Top of Text for analysis
There is a considerable clinical experience with the use of IDA. During the 1980s and 1990s IDA was studied in patients with a variety of neuropsychiatric disorders, including Alzheimer’s dementia, bipolar depression, schizophrenia, supranuclear palsy, and Parkinson’s disease [
20–
24]. IDA dosing could be tolerated at 240 mg daily with minimal side effects of nausea and asymptomatic decline in standing diastolic blood pressure [
21]. No pancreatic toxicities were described in the use of IDA in neuropsychiatric patients. However, since the maximum tolerated dose of IDA has not been defined, a Phase I trial would be required before specific trials of drug efficacy could be carried out in patients with malignancies.
Many effective chemotherapeutic drugs produce tumor apoptosis [
25]. Flow cytometric analysis using annexin V expression shows that 96% of 3LL cells become apoptotic after 24-h exposure to IDA. Recent studies have shown that some, but not all, apoptotic promoting chemotherapeutic drugs enhance membrane expression of calreticulin, the cytoplasmic chaperone protein. Since it is appreciated that calreticulin expressing apoptotic tumor cells are frequently immunogenic and are recognized by the host immune system leading to tumor rejection [
26,
27], we defined calreticulin expression by 3LL and DU-145 cells after exposure to IDA. Ninety percent of 3LL cells and 40% of DU-145 cells overexpress calreticulin after 24-h incubation with IDA from baselines of less than 3 and 9%, respectively.
Since chemotherapeutic agents kill tumors by first-order kinetics, it has been suggested that tumor cure depends on the host immune response to eradicate residual viable tumor [
28–
30]. Recent observation regarding chemotherapeutically induced calreticulin overexpression by apoptotic tumor cells support this concept [
26,
27]. The ability of IDA to produce calreticulin overexpression in 3LL and DU-145 suggest that it might promote immune recognition and rejection of syngeneic tumors by an intact host.
Bottom of Text for analysis
Tasks.
1 – Answer these questions from the passage on IDA:
(a) What daily dose of IDA could be tolerated with minimal side effects?
(b) What percentage of 3LL cells become apoptotic after 24-h exposure to IDA?
(c) What percentage of DU-145 cells overexpress calreticulin after 24-h incubation with IDA?
2 – Rewrite the paragraph of the passage on IDA that begins "There is a considerable clinical experience" as a short list of its main facts.
3 – Quote everything in the passage on IDA from "Since chemotherapeutic agents" down to "an intact host.".
Top of Listed records
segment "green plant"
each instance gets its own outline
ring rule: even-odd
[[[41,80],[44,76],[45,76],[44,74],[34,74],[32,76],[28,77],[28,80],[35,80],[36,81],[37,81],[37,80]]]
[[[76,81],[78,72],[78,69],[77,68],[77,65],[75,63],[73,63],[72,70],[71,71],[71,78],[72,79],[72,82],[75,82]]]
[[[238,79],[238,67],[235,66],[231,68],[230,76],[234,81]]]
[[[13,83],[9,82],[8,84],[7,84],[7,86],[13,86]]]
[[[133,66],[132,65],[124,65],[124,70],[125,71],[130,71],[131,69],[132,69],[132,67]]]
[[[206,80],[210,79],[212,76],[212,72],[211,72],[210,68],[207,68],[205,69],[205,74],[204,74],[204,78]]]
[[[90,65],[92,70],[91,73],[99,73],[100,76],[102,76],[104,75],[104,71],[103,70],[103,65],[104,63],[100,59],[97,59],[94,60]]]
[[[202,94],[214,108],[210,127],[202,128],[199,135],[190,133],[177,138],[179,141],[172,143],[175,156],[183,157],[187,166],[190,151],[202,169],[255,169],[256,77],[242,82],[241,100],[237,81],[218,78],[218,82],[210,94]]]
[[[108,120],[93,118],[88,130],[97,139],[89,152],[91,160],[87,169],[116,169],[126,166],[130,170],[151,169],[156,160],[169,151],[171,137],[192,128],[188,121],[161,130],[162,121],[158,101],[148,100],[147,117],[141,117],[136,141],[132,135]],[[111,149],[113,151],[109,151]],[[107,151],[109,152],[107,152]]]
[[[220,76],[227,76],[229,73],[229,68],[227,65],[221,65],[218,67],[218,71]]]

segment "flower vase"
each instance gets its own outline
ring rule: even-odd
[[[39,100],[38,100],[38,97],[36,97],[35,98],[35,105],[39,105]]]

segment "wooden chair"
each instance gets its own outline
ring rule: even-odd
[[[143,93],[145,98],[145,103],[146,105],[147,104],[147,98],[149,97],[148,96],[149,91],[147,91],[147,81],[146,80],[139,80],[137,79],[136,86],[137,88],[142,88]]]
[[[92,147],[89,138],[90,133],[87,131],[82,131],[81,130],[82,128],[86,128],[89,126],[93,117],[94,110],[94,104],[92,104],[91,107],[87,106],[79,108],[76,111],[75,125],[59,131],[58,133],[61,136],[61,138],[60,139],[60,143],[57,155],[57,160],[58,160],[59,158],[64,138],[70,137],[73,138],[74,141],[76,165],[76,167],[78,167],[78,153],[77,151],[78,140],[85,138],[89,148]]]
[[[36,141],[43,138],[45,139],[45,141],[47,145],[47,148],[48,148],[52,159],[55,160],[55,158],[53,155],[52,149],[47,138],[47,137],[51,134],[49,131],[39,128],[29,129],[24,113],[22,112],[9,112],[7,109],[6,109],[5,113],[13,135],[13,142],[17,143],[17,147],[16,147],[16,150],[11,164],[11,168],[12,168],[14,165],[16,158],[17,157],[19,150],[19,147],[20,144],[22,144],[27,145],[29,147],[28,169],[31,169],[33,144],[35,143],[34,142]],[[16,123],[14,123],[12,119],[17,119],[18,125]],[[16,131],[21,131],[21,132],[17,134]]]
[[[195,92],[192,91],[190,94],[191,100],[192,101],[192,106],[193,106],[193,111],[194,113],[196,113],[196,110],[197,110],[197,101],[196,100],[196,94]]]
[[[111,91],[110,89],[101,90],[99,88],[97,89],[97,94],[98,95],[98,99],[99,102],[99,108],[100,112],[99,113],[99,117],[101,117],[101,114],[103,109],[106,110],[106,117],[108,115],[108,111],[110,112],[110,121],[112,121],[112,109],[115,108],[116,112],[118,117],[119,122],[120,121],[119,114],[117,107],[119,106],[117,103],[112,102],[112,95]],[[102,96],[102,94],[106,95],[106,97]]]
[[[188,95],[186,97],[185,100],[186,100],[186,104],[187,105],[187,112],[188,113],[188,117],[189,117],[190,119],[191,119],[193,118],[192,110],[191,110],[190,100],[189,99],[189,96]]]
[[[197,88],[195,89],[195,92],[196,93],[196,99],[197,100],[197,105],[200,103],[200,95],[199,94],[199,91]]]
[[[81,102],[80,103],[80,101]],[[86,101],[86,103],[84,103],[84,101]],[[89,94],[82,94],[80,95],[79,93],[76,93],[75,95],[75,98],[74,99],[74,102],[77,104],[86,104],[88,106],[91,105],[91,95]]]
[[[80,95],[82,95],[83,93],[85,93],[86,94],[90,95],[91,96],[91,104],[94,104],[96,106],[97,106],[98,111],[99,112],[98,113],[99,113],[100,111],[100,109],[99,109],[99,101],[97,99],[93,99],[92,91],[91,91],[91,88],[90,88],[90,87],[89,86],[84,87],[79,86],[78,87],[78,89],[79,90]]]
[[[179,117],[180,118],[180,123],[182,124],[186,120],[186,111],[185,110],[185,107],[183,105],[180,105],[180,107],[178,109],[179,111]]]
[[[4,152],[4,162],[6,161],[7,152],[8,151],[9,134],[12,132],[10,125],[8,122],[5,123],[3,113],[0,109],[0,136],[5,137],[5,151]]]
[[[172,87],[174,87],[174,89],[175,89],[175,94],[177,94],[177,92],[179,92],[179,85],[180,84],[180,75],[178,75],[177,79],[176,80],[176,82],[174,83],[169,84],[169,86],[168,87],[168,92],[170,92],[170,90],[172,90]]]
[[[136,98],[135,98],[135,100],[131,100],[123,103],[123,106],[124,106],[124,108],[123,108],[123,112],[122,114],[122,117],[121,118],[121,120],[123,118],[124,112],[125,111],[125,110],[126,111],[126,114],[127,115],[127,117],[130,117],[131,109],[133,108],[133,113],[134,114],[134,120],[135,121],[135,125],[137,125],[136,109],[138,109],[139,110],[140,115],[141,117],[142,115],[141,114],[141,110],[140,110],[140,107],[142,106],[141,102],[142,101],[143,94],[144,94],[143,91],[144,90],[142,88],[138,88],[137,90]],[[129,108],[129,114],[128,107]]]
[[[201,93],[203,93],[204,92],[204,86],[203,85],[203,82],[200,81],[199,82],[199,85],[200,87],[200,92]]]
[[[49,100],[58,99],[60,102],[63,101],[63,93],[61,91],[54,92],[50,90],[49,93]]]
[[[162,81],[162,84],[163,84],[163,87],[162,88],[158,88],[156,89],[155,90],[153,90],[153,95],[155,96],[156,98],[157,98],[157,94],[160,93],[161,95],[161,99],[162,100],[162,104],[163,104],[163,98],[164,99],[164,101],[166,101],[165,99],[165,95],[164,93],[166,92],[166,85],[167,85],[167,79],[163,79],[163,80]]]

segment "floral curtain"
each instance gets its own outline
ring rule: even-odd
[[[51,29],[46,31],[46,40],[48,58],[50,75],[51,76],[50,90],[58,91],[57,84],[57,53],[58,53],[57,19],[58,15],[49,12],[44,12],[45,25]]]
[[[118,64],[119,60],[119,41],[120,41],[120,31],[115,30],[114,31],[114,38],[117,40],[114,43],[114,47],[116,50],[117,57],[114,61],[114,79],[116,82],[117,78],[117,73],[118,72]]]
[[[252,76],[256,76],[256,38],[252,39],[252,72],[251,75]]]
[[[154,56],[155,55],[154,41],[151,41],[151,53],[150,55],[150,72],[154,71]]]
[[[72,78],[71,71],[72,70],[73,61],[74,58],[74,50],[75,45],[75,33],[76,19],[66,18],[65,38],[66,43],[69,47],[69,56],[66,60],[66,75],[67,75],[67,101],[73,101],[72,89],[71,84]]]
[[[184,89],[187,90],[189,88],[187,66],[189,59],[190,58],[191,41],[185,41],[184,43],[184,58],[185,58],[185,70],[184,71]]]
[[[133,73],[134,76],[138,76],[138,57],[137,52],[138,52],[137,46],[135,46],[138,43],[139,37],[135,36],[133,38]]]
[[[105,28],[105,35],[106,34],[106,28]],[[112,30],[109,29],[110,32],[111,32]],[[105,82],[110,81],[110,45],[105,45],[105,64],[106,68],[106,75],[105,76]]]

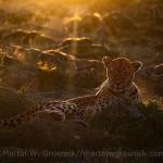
Bottom of Listed records
Response list.
1 –
(a) 240 mg daily.
(b) 96%.
(c) 40%.

2 –
- IDA was studied during the 1980s and 1990s in patients with neuropsychiatric disorders, including Alzheimer's dementia, bipolar depression, schizophrenia, supranuclear palsy, and Parkinson's disease.
- Doses of 240 mg daily were tolerated, with minimal side effects of nausea and an asymptomatic decline in standing diastolic blood pressure.
- No pancreatic toxicities were described in these patients.
- The maximum tolerated dose has not been defined, so a Phase I trial would be needed before efficacy trials in patients with malignancies.

3 –
Since chemotherapeutic agents kill tumors by first-order kinetics, it has been suggested that tumor cure depends on the host immune response to eradicate residual viable tumor [
28–
30]. Recent observation regarding chemotherapeutically induced calreticulin overexpression by apoptotic tumor cells support this concept [
26,
27]. The ability of IDA to produce calreticulin overexpression in 3LL and DU-145 suggest that it might promote immune recognition and rejection of syngeneic tumors by an intact host.